* BRIEF *
Give every line of the data again, unchanged, but with no pictures.

*** GIVEN DATA ***

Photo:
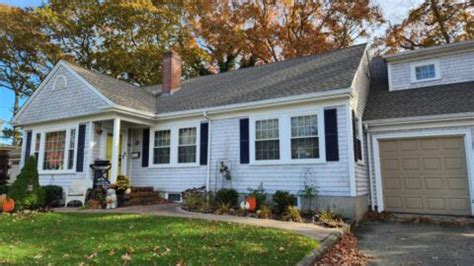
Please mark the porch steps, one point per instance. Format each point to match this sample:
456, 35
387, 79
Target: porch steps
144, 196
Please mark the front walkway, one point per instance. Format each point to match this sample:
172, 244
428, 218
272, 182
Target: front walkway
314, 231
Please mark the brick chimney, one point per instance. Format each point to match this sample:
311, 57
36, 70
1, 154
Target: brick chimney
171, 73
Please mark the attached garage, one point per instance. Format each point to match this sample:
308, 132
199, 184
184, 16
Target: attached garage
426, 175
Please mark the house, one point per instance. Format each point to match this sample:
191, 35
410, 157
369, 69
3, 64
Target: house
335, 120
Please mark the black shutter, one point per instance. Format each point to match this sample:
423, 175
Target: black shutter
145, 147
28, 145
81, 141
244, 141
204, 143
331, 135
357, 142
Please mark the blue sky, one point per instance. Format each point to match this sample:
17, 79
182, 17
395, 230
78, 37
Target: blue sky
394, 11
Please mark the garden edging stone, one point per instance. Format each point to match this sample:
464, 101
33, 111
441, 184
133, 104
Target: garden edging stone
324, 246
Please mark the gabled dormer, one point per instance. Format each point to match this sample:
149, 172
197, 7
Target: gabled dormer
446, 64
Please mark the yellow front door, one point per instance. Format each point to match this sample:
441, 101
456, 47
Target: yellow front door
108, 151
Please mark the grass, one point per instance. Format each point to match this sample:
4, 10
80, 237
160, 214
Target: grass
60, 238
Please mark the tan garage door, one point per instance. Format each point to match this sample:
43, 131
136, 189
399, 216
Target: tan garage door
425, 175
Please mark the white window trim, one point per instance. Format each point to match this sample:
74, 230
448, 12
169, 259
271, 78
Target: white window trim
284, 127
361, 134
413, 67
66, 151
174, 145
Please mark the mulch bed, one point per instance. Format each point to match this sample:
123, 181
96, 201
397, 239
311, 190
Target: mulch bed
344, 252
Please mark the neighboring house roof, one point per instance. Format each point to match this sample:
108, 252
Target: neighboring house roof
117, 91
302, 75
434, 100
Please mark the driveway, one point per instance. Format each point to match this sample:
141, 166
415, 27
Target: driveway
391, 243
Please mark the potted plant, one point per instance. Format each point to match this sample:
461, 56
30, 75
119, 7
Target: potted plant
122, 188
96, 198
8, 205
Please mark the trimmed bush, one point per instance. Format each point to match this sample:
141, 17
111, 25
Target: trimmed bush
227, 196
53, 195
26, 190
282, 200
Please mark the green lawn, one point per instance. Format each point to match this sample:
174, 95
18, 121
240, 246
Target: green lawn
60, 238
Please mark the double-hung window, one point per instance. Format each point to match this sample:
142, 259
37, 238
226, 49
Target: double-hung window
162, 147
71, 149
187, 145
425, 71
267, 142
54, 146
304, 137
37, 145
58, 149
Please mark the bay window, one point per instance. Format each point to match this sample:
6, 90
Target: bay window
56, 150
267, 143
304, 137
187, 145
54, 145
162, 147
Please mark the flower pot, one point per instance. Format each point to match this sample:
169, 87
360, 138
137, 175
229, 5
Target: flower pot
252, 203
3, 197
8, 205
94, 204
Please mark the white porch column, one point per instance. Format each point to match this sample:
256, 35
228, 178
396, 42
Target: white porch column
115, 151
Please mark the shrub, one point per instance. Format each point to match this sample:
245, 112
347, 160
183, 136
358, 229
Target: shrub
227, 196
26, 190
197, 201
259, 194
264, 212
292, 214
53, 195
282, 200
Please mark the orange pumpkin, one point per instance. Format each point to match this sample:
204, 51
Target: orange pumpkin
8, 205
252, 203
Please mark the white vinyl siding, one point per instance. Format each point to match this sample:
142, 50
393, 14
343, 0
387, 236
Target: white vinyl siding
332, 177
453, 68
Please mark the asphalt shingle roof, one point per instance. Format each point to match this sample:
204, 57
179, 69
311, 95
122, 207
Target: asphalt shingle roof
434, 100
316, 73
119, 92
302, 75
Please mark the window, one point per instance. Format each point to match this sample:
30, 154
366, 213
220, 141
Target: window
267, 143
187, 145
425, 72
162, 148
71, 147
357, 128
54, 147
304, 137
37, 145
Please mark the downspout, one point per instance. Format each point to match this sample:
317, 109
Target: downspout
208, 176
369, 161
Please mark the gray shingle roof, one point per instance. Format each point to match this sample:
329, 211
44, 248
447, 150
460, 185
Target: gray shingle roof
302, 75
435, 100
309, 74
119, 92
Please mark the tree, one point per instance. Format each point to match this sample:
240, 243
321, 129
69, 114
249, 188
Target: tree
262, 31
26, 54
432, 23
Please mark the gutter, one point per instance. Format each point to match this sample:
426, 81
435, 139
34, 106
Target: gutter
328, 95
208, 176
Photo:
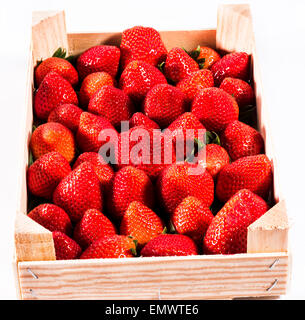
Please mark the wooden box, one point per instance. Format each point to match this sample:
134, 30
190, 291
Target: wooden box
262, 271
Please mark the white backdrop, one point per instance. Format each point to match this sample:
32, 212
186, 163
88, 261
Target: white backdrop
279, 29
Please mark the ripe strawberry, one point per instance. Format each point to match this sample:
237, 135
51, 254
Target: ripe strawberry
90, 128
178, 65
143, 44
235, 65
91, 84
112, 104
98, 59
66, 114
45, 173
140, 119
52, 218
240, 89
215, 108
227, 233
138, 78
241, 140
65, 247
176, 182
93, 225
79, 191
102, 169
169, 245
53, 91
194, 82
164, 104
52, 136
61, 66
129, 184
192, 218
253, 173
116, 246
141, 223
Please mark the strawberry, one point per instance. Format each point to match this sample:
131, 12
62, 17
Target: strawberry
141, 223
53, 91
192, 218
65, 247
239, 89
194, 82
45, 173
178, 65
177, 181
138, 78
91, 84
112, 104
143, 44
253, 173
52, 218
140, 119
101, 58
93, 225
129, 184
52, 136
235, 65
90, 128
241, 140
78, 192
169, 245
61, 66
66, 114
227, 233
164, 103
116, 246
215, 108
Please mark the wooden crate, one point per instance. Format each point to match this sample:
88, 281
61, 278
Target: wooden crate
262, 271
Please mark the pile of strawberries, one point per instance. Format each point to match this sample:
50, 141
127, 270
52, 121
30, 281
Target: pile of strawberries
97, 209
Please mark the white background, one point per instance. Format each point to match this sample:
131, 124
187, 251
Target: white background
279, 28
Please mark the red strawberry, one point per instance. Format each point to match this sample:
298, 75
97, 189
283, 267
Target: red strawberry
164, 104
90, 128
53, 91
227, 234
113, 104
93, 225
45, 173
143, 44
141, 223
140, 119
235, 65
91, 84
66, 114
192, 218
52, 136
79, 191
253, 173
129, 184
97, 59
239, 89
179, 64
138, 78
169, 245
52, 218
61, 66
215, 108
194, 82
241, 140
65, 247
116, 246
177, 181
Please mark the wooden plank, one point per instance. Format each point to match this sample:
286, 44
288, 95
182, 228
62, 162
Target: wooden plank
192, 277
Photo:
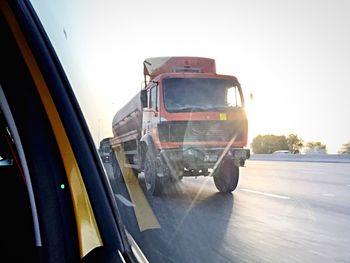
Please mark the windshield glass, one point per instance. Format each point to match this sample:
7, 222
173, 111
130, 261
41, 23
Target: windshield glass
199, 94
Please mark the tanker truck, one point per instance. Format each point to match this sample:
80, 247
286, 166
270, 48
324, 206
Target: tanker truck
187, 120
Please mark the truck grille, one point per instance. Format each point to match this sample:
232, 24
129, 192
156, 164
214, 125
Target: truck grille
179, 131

***

* OUTPUT BELOW *
Photo:
Please mark the porch steps, one point per instance. Format each point to match this sample:
456, 35
387, 79
Target: porch steps
144, 196
Please mark the front walkway, one point per instance. Format each point to match this sample:
172, 244
428, 218
272, 182
Target: front walkway
314, 231
Please mark the brick chimney, one point per instance. Format each point to match this sample:
311, 57
36, 70
1, 154
Target: brick chimney
171, 73
Please mark the attached garage, one point per instance. Format each point to match this sample:
308, 132
199, 184
184, 16
Target: attached garage
426, 175
Please mark the house, one point per instance. Format each point to match this sample:
191, 35
410, 157
369, 69
3, 64
Target: house
335, 120
Please mark the black shutter, one point per instance. Format each point to match this sample:
423, 175
Target: black shutter
145, 147
28, 145
81, 141
244, 141
204, 143
331, 135
357, 142
Please mark the blue sky, one point per instance. Format each point to match this sample:
17, 79
182, 17
395, 230
78, 37
Target: blue sky
394, 11
Please mark the garden edging stone, one point per instance. Format each point to match this sample:
464, 101
33, 111
441, 184
133, 104
Target: garden edging stone
324, 246
Please mark the gabled dormer, one point per instance. Format each point to match this sample:
149, 172
197, 7
Target: gabled dormer
446, 64
Please mark the yellow front door, one point per instance. Format each point to match this sample:
441, 101
456, 47
Target: yellow front door
108, 151
Please mark the grass, one point per instance. Format each point to match this sample:
4, 10
80, 237
160, 214
Target: grass
60, 238
Please mark the tan garage door, one point per instance. Format each point to match this sample:
43, 131
136, 189
399, 216
Target: tan garage door
425, 175
Please mark the white window trim, one point per instance. Format each point to match this sample:
74, 230
448, 12
169, 259
271, 78
Target: white window trim
284, 127
361, 134
413, 67
66, 151
174, 145
Please mark the mulch bed, one point per instance. Format each point to match this sample:
123, 181
96, 201
397, 239
311, 190
Target: mulch bed
344, 252
Please mark the neighboring house roof, one point per instance. Format each point to match this sample:
108, 252
Target: neighboring house roof
117, 91
302, 75
434, 100
Please mark the driveway, one point per instance. Format each point to match this sample:
141, 166
415, 27
Target: driveway
391, 243
Please mark the potted plant, one point per instance. Format each point to match this sample:
461, 56
30, 75
119, 7
Target: potted plant
122, 188
96, 198
8, 205
Please mark the trimmed bush, one point per instance. Format each point to match this sample:
141, 17
111, 25
Target: trimmed bush
227, 196
53, 195
26, 190
282, 200
Please mark the green lawn, one point per instance. Format each point to match this sample:
174, 95
18, 121
240, 246
Target: green lawn
60, 238
Please mark the double-hung window, one point per instance. Format each point to match this sample:
142, 259
37, 238
226, 49
Target: double-hung window
162, 147
71, 149
187, 145
425, 71
267, 142
54, 146
304, 137
37, 145
58, 149
Please mark the bay window, one point per instance. Format each point to match this sample:
6, 90
Target: bay window
56, 150
267, 143
304, 137
187, 145
54, 145
162, 147
Please mark the flower pot, one point per instance. Format each point to match this sample:
169, 87
360, 138
137, 175
229, 5
Target: flower pot
252, 203
3, 197
8, 205
94, 204
Please mark the white porch column, one point per instance. Format each point to match this sample:
256, 35
228, 178
396, 42
Target: white porch column
115, 151
Please mark the shrub, one point per instance. Format each point to match this sample:
245, 112
347, 160
183, 136
358, 229
Target: shrub
227, 196
26, 190
197, 201
259, 194
264, 212
292, 214
53, 195
282, 200
Please mark the orange pumpkin, one point per instance. Format each point to match this sample:
204, 51
Target: orange pumpkin
8, 205
252, 203
Please mark the white vinyl siding, one point per instance. Format each point to match this sample:
142, 50
393, 14
343, 0
387, 236
Target: white vinyl siding
332, 177
453, 68
Please mark the asphalt shingle roof, one point per instance. Format each point to match this sample:
204, 57
179, 69
311, 95
122, 207
Target: asphalt shingle roof
434, 100
316, 73
119, 92
302, 75
Please mark the window, one point per instance. Format each point to match this sample:
30, 154
366, 213
220, 141
Target: window
267, 143
187, 145
425, 72
162, 148
71, 147
357, 128
54, 147
304, 137
37, 145
Please mark the downspout, one point per instance. Format each point to match this sample:
317, 109
Target: downspout
208, 176
369, 161
Please mark the gray shingle roof, one point per instance. Format each point to match this sample:
329, 211
44, 248
447, 150
460, 185
Target: gray shingle roof
302, 75
435, 100
309, 74
119, 92
Please mark the tree, one point per instance. Format each point to match this sample:
240, 243
321, 129
69, 114
249, 188
Target: tree
262, 31
26, 54
432, 23
Please mark the gutter, one point per instance. Format each point to match this sample:
426, 81
435, 139
34, 106
Target: gutter
328, 95
208, 176
Photo:
Please mark the wooden box, one point per instance. Format each point to match this sample:
134, 30
190, 291
Target: wooden box
262, 271
Please mark the white backdrop, one point per instance. Format each point to match this sample:
32, 212
186, 163
88, 261
Target: white backdrop
279, 29
Please mark the ripe strawberry, one point per instance. Format each point to match this sample:
237, 135
51, 254
Target: ripe strawberry
90, 128
178, 65
143, 44
235, 65
91, 84
112, 104
98, 59
66, 114
45, 173
140, 119
52, 218
240, 89
215, 108
227, 233
138, 78
241, 140
65, 247
176, 182
93, 225
79, 191
102, 169
169, 245
53, 91
194, 82
164, 104
52, 136
61, 66
129, 184
192, 218
253, 173
116, 246
141, 223
Please mark the strawberry, one point per instance. Format each point to match this sample:
131, 12
62, 17
Target: strawberry
141, 223
53, 91
192, 218
65, 247
239, 89
194, 82
45, 173
178, 65
177, 181
138, 78
91, 84
112, 104
143, 44
253, 173
52, 218
140, 119
101, 58
93, 225
129, 184
52, 136
235, 65
90, 128
241, 140
78, 192
169, 245
61, 66
66, 114
227, 233
164, 103
116, 246
215, 108
Please mark the wooden crate, one point per instance. Format each point to match this sample:
88, 281
61, 278
Target: wooden crate
262, 271
Please mark the pile of strawberries, one point per instance. Format each point to match this sample:
50, 141
127, 270
52, 121
30, 281
Target: pile of strawberries
97, 209
Please mark the white background, one point per instance. Format each point to match this sample:
131, 124
187, 251
Target: white background
279, 28
Please mark the red strawberry, one point per instance. Format each point to match this sample:
298, 75
97, 189
283, 267
Target: red strawberry
164, 104
90, 128
53, 91
227, 234
113, 104
93, 225
45, 173
143, 44
141, 223
140, 119
235, 65
91, 84
66, 114
192, 218
52, 136
79, 191
253, 173
129, 184
97, 59
239, 89
179, 64
138, 78
169, 245
52, 218
61, 66
215, 108
194, 82
241, 140
65, 247
116, 246
177, 181
Please mark the wooden plank, one point per instance. Format each point to match this sample:
286, 44
288, 95
182, 228
62, 162
Target: wooden plank
192, 277
Photo:
Please mark the windshield glass, one point per instance. Format each point to match this sample:
7, 222
173, 111
130, 261
41, 23
Target: windshield glass
199, 94
Please mark the tanker truck, one point per instance. Format each point to match this sample:
80, 247
286, 166
270, 48
324, 206
Target: tanker truck
187, 120
Please mark the truck grille, one point per instance. Format each point to match this sample:
232, 24
129, 192
156, 164
214, 125
Target: truck grille
179, 131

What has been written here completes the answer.